Written problem →
Give the material below as a JSON list of strings, with one string for each line and blank lines omitted. Leave the pictures out of your answer.

begin Supplied data

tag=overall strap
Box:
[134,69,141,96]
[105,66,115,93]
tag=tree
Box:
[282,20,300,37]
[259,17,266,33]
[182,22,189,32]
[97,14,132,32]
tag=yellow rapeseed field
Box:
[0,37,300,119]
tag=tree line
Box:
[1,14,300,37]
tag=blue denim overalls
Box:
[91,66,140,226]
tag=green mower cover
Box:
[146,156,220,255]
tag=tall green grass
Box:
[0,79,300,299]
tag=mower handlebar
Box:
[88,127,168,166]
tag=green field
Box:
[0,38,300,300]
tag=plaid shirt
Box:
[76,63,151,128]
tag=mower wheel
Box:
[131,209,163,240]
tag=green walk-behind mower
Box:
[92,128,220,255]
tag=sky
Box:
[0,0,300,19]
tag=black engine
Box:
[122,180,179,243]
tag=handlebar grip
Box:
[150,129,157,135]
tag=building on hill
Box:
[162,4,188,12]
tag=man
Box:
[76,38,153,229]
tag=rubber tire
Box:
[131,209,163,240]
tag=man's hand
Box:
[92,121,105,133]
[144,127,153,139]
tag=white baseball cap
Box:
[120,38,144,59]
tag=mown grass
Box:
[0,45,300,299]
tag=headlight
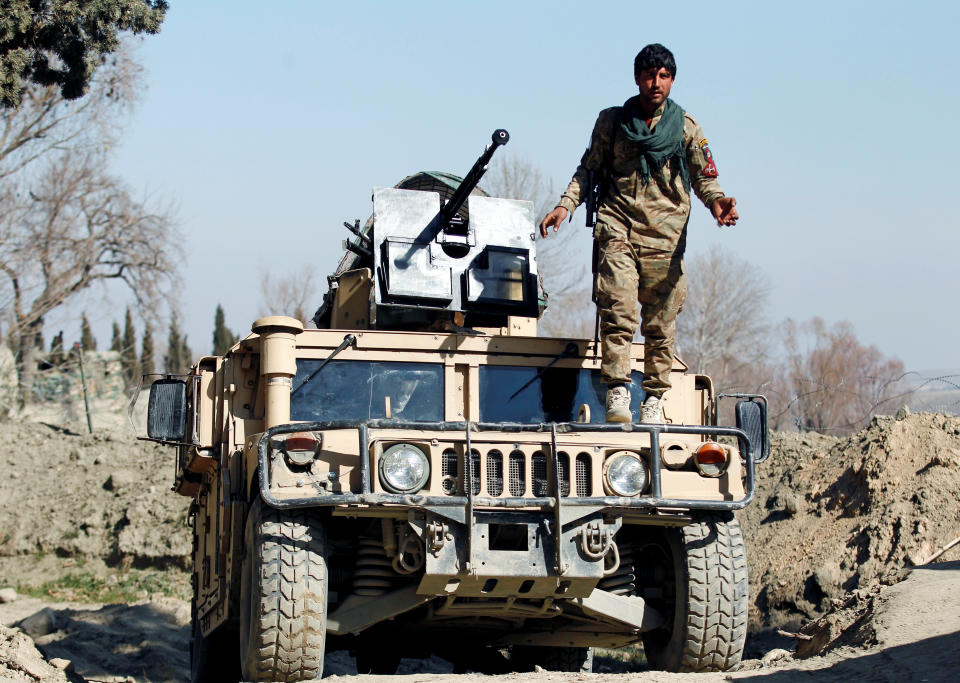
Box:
[603,451,650,496]
[380,443,430,493]
[694,441,730,477]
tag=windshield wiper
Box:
[290,334,357,397]
[507,342,579,402]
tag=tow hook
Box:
[427,520,447,556]
[580,521,613,560]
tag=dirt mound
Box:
[0,626,67,683]
[739,413,960,631]
[0,422,191,567]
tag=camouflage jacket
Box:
[558,100,723,252]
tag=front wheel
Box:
[639,513,749,672]
[240,499,327,683]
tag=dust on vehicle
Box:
[141,130,767,681]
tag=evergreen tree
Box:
[140,325,154,375]
[213,304,237,356]
[0,0,167,108]
[80,313,97,351]
[180,335,193,374]
[120,306,140,384]
[163,315,185,375]
[110,320,123,351]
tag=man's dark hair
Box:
[633,43,677,78]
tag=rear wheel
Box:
[637,513,748,672]
[240,500,327,683]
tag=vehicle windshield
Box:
[290,358,444,422]
[480,365,644,423]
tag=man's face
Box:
[635,67,673,109]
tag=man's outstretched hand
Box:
[540,206,568,237]
[708,197,740,232]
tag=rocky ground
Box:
[0,413,960,683]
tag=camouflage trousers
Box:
[595,225,687,396]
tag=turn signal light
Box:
[694,441,730,477]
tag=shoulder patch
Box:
[700,138,720,178]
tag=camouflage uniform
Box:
[559,106,723,396]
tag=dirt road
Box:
[0,413,960,683]
[0,562,960,683]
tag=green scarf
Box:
[620,95,690,192]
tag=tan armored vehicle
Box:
[148,131,766,681]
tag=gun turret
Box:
[436,128,510,230]
[314,129,540,329]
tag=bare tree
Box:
[483,154,594,337]
[260,265,319,325]
[677,249,771,391]
[0,50,178,403]
[0,151,177,401]
[773,318,910,433]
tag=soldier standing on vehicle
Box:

end Supplied data

Answer to the exercise →
[
  "tag=overall strap",
  "Box:",
  "[134,69,141,96]",
  "[105,66,115,93]",
  "tag=tree",
  "Box:",
  "[282,20,300,37]",
  "[259,17,266,33]",
  "[182,22,189,32]",
  "[97,14,132,32]",
  "tag=yellow rapeseed field",
  "Box:",
  "[0,37,300,119]",
  "tag=tree line",
  "Box:",
  "[1,14,300,37]",
  "tag=blue denim overalls",
  "Box:",
  "[91,66,140,226]",
  "tag=green mower cover",
  "Box:",
  "[146,156,220,255]",
  "tag=tall green grass",
  "Box:",
  "[0,79,300,299]",
  "tag=mower handlebar",
  "Box:",
  "[88,127,168,166]",
  "tag=green field",
  "Box:",
  "[0,38,300,300]",
  "tag=plaid shirt",
  "Box:",
  "[76,63,151,128]",
  "tag=mower wheel",
  "Box:",
  "[131,209,163,240]",
  "tag=green walk-behind mower",
  "Box:",
  "[92,128,220,255]",
  "tag=sky",
  "Box:",
  "[0,0,300,19]",
  "tag=black engine",
  "Box:",
  "[122,180,179,243]",
  "tag=handlebar grip",
  "Box:",
  "[150,129,157,135]",
  "tag=building on hill",
  "Box:",
  "[162,4,188,12]",
  "tag=man",
  "Box:",
  "[76,38,153,229]",
  "tag=rubber tire",
  "Box:",
  "[131,209,163,240]",
  "tag=man's hand",
  "Box:",
  "[92,121,105,133]",
  "[144,127,153,139]",
  "tag=white baseball cap",
  "Box:",
  "[120,38,144,59]",
  "tag=mown grass",
  "Box:",
  "[0,45,300,299]",
  "tag=headlight",
  "Box:",
  "[603,451,650,496]",
  "[380,443,430,493]",
  "[694,441,730,477]",
  "tag=windshield wiper",
  "Box:",
  "[290,334,357,397]",
  "[507,342,579,402]",
  "tag=tow hook",
  "Box:",
  "[427,520,447,556]",
  "[580,521,613,560]",
  "tag=dirt mound",
  "Box:",
  "[0,626,67,683]",
  "[739,413,960,631]",
  "[0,422,191,567]",
  "tag=camouflage jacket",
  "Box:",
  "[558,100,723,252]",
  "tag=front wheel",
  "Box:",
  "[639,513,749,672]",
  "[240,499,327,683]",
  "tag=dust on vehicle",
  "Box:",
  "[141,130,767,681]",
  "tag=evergreen tree",
  "Box:",
  "[140,325,154,375]",
  "[213,304,237,356]",
  "[0,0,167,108]",
  "[80,313,97,351]",
  "[180,335,193,374]",
  "[120,306,140,384]",
  "[163,315,185,375]",
  "[110,320,123,351]",
  "tag=man's dark hair",
  "Box:",
  "[633,43,677,78]",
  "tag=rear wheel",
  "Box:",
  "[637,513,748,672]",
  "[240,500,327,683]",
  "tag=vehicle windshield",
  "Box:",
  "[290,358,444,422]",
  "[480,365,644,423]",
  "tag=man's face",
  "Box:",
  "[635,67,673,109]",
  "tag=man's outstretched hand",
  "Box:",
  "[540,206,568,237]",
  "[708,197,740,232]",
  "tag=rocky ground",
  "Box:",
  "[0,413,960,683]",
  "tag=camouflage trousers",
  "Box:",
  "[595,225,687,396]",
  "tag=turn signal light",
  "Box:",
  "[694,441,730,477]",
  "tag=shoulder patch",
  "Box:",
  "[700,138,720,178]",
  "tag=camouflage uniform",
  "Box:",
  "[559,106,723,396]",
  "tag=dirt road",
  "Box:",
  "[0,413,960,683]",
  "[0,562,960,683]",
  "tag=green scarf",
  "Box:",
  "[620,95,690,192]",
  "tag=tan armored vehicle",
  "Box:",
  "[148,131,766,681]",
  "tag=gun turret",
  "Box:",
  "[436,128,510,230]",
  "[314,129,540,329]",
  "tag=bare tree",
  "Box:",
  "[483,154,594,337]",
  "[260,265,319,325]",
  "[677,249,771,391]",
  "[0,50,178,403]",
  "[0,151,177,401]",
  "[773,318,910,433]",
  "tag=soldier standing on vehicle",
  "Box:"
]